[Start]

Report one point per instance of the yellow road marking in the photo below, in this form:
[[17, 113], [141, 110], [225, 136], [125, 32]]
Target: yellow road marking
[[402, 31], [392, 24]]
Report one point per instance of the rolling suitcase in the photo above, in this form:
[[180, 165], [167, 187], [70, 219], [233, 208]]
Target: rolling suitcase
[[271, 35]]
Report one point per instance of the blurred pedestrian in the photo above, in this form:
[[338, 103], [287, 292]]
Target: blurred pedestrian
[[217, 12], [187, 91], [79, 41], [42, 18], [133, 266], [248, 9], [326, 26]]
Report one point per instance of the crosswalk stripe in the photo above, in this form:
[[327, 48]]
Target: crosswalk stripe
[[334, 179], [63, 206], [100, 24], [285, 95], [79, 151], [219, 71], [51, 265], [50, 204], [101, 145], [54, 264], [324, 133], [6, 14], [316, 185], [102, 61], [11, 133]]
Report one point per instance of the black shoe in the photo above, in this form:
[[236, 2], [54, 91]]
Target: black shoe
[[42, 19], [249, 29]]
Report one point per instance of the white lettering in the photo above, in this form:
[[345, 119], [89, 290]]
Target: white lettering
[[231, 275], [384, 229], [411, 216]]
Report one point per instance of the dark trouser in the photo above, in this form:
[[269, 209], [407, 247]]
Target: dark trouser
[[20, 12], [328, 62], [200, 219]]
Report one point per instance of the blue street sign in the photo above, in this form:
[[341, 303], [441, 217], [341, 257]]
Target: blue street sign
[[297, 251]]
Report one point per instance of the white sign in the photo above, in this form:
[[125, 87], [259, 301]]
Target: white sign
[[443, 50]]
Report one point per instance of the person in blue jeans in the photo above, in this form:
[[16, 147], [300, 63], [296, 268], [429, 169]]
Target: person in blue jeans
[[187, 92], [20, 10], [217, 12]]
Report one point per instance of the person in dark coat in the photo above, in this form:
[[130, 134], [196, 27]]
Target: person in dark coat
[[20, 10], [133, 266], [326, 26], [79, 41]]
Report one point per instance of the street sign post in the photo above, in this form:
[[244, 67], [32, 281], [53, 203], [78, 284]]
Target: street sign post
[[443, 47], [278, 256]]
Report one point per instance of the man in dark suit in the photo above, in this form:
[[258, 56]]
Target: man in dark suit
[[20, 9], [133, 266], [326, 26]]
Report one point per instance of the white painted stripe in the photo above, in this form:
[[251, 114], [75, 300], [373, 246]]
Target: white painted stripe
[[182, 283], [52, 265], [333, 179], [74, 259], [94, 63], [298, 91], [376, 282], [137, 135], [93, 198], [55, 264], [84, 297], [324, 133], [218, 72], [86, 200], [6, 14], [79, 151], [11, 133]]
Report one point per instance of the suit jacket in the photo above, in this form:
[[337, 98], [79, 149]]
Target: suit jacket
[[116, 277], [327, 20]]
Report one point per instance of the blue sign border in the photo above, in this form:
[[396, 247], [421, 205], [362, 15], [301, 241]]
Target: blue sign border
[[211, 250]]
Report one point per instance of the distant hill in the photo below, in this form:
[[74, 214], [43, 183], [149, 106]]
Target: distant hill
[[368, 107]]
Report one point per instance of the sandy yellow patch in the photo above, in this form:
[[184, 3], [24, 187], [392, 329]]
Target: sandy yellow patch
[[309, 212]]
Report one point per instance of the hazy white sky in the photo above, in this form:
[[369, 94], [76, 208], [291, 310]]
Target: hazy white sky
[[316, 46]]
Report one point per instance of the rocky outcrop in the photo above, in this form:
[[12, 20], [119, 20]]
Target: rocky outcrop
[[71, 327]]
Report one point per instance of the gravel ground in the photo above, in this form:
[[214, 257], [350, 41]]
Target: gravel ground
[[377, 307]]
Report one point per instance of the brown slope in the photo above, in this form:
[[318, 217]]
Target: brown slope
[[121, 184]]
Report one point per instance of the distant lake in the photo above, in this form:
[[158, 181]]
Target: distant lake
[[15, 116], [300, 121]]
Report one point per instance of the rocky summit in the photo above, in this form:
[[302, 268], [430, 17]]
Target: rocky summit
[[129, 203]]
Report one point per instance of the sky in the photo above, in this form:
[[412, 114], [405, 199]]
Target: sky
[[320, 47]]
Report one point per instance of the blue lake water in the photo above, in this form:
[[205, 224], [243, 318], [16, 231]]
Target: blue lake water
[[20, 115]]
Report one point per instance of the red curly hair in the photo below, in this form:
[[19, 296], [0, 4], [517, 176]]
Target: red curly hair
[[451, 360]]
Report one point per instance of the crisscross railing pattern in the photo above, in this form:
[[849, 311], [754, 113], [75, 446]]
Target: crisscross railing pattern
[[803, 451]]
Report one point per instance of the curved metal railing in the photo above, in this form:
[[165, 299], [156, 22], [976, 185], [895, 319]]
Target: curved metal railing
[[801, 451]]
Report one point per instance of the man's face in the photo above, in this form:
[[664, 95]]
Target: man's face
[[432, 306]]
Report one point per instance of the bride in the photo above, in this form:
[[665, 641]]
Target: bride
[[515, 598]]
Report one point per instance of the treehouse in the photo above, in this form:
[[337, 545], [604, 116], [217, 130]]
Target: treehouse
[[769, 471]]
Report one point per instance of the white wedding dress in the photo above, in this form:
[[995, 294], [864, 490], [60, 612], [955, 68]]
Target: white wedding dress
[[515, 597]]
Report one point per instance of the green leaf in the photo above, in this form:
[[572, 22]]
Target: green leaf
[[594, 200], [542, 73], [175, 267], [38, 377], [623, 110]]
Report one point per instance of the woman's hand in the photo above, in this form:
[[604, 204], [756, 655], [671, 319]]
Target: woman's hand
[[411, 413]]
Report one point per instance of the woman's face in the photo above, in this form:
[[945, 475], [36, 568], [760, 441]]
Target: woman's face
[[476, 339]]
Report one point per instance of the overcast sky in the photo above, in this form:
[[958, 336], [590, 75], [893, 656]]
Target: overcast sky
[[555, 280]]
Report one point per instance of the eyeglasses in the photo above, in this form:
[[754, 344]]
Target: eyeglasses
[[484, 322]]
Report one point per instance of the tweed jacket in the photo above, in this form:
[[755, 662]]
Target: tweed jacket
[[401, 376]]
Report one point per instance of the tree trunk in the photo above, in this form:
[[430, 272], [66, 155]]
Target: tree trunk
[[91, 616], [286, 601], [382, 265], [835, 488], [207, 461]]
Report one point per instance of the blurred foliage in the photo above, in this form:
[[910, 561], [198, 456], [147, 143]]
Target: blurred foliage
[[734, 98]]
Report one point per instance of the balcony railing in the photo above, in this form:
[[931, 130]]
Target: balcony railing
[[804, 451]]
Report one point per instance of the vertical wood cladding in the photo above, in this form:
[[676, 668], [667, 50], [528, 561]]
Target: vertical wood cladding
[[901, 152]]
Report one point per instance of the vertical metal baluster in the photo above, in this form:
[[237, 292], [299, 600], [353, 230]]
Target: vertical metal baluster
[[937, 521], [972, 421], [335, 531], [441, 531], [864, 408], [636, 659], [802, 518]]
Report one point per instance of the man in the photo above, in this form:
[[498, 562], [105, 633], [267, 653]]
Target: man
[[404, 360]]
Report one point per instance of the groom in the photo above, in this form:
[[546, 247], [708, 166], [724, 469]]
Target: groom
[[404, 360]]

[End]

Short problem. Copy the entire listing above word for word, without any changes.

Answer to the task.
Report one point per instance of the yellow road marking in the photo below, in this form:
[[17, 113], [141, 110], [225, 136], [125, 32]]
Target: yellow road marking
[[402, 31], [392, 24]]
Report one point per instance of the rolling suitcase in the photo above, in this form:
[[180, 165], [167, 187], [70, 219], [233, 208]]
Target: rolling suitcase
[[271, 35]]
Report one point per instance of the blurred pedestrian in the photo above, in this form:
[[338, 103], [287, 292]]
Target: blurred pedestrian
[[217, 12], [187, 91], [79, 41], [42, 18], [133, 266], [248, 9], [326, 26]]
Report one point per instance of the crosswalk stripe in the photo above, in this form:
[[327, 48]]
Target: crosswalk stripe
[[334, 179], [63, 206], [100, 24], [285, 95], [79, 151], [219, 71], [51, 265], [50, 204], [101, 145], [54, 264], [324, 133], [6, 14], [316, 185], [102, 61], [11, 133]]
Report one point per instance of the black shoe in the photo above, in this form:
[[236, 2], [54, 91]]
Target: black shoe
[[42, 19], [249, 29]]
Report one point per instance of the white lettering in the photo above, in this form:
[[345, 119], [89, 290]]
Target: white lettering
[[231, 275], [384, 229], [411, 216]]
Report one point per instance of the dark trouser in the photo above, in this form:
[[269, 209], [407, 247]]
Target: dark trouser
[[20, 12], [328, 62], [200, 219]]
Report one point per instance of the blue street sign in the photo above, in this form:
[[341, 303], [441, 217], [341, 257]]
Target: blue street sign
[[297, 251]]
Report one point per instance of the white sign in the photo above, in this form:
[[125, 87], [259, 301]]
Target: white sign
[[443, 50]]
Report one point per instance of the person in blue jeans in the photo above, in this form:
[[16, 147], [300, 63], [296, 268], [429, 169]]
Target: person in blue jeans
[[187, 92], [20, 10], [217, 12]]
Report one point per instance of the person in dark coat in the photo above, in this form:
[[130, 134], [196, 27]]
Target: person in dark coat
[[20, 10], [133, 266], [326, 26], [79, 41]]
Report one point per instance of the street sign post in the photo above, in this form:
[[244, 67], [32, 281], [53, 203], [78, 284]]
Target: street sign post
[[443, 47], [278, 256]]
Report one point per instance of the man in dark suit in the photo above, in this form:
[[258, 56]]
Target: man in dark suit
[[20, 9], [133, 266], [326, 26]]
Report one point per instance of the white painted stripe in the photo above, in this form:
[[251, 114], [75, 300], [373, 246]]
Target: white painted stripe
[[182, 283], [52, 265], [333, 179], [74, 259], [94, 63], [298, 91], [376, 282], [137, 135], [93, 198], [55, 264], [84, 297], [324, 133], [218, 72], [86, 200], [6, 14], [79, 151], [11, 133]]
Report one point per instance of the suit jacket in the photo above, in this form:
[[337, 98], [79, 149]]
Target: suit jacket
[[116, 277], [327, 20]]
Report one point per instance of the blue sign border in the photo above, in this form:
[[396, 247], [421, 205], [362, 15], [301, 241]]
Target: blue sign border
[[211, 250]]
Report one point per instance of the distant hill in the photo below, in this form:
[[74, 214], [43, 183], [149, 106]]
Target: distant hill
[[368, 107]]
Report one point per instance of the sandy yellow patch in the photo above, in this form:
[[184, 3], [24, 187], [392, 329]]
Target: sandy yellow patch
[[309, 212]]
Report one point per instance of the hazy white sky in the photo above, in this form:
[[369, 94], [76, 208], [291, 310]]
Target: hazy white sky
[[316, 46]]
Report one point per instance of the rocky outcrop in the photo above, in this form:
[[12, 20], [119, 20]]
Target: rocky outcrop
[[71, 327]]
Report one point per instance of the gravel ground in the photo above, in this form:
[[214, 257], [350, 41]]
Target: gravel ground
[[377, 307]]
Report one point per instance of the brown slope in the photo above, in this form:
[[318, 217]]
Target: brown slope
[[121, 184]]
Report one point per instance of the distant lake in the photo above, in this form:
[[158, 181]]
Target: distant lake
[[15, 116], [300, 121]]
Report one point per instance of the rocky summit in the photo above, in this form:
[[302, 268], [430, 17]]
Target: rocky summit
[[129, 203]]
Report one point per instance of the sky in the photo above, in this form:
[[412, 114], [405, 199]]
Target: sky
[[320, 47]]
Report one point per instance of the blue lake water in the photo above, in this form:
[[205, 224], [243, 318], [16, 231]]
Target: blue lake water
[[20, 115]]
Report one point per instance of the red curly hair in the photo below, in this form:
[[19, 296], [0, 4], [517, 176]]
Target: red curly hair
[[451, 360]]
Report one point per instance of the crisscross railing pattern in the photo above, in this form:
[[849, 311], [754, 113], [75, 446]]
Target: crisscross railing pattern
[[803, 451]]
Report one point per instance of the curved metal railing in the photo above, in this form:
[[165, 299], [156, 22], [976, 185], [895, 319]]
Target: curved metal railing
[[801, 451]]
Report one point per instance of the man's face in the photo above, in this form:
[[664, 95]]
Target: man's face
[[432, 306]]
Report one point per instance of the bride in the photo above, in this form:
[[665, 641]]
Target: bride
[[515, 598]]
Report one point per instance of the treehouse in the photo above, in this form:
[[337, 545], [604, 116], [217, 130]]
Target: treehouse
[[769, 471]]
Report one point per instance of the white wedding dress in the photo above, in this form:
[[995, 294], [864, 490], [60, 612], [955, 68]]
Target: white wedding dress
[[515, 597]]
Report one point per instance of the green leaf in the photo above, in this form:
[[572, 22]]
Target: green leaf
[[594, 200], [542, 73], [175, 267], [38, 377], [623, 110]]
Report one point per instance of the woman's hand in the photo above, in this form:
[[604, 204], [756, 655], [671, 319]]
Target: woman's hand
[[411, 413]]
Report one point per instance of the woman's face in the photo above, in this form:
[[945, 475], [36, 568], [760, 441]]
Target: woman's face
[[476, 339]]
Report one point per instance of the overcast sky in the photo above, in this form:
[[958, 336], [590, 75], [893, 656]]
Target: overcast sky
[[555, 280]]
Report one point per instance of the eyeglasses in the photo above, in this form:
[[754, 344]]
Target: eyeglasses
[[484, 322]]
Report one point per instance of the tweed jacket in the photo above, in this form:
[[755, 662]]
Target: tweed jacket
[[401, 376]]
Report one point per instance of the tree trunk in the photo above, in this form:
[[430, 272], [66, 155]]
Target: tree trunk
[[91, 616], [286, 601], [382, 265], [835, 488], [207, 461]]
Report one point per instance of the blurred foliage in the photo above, in this form:
[[910, 561], [198, 456], [147, 143]]
Target: blurred foliage
[[734, 98]]
Report one point per instance of the balcony railing in the photo above, in this form:
[[931, 130]]
Target: balcony railing
[[804, 451]]
Report one point per instance of the vertical wood cladding in the photo above, in this form:
[[676, 668], [667, 50], [528, 561]]
Target: vertical wood cladding
[[901, 152]]
Report one point per instance of the vertical metal baluster in the photo above, in this form:
[[237, 292], [299, 600], [353, 230]]
Target: vertical metal baluster
[[937, 521], [972, 421], [335, 531], [441, 531], [864, 408], [636, 659], [802, 518]]
Report one point per instance of the man in the photo above, in this form:
[[498, 562], [105, 633], [267, 653]]
Target: man
[[404, 360]]
Report one point per instance of the groom in the photo above, in this form:
[[546, 247], [708, 166], [724, 469]]
Target: groom
[[404, 360]]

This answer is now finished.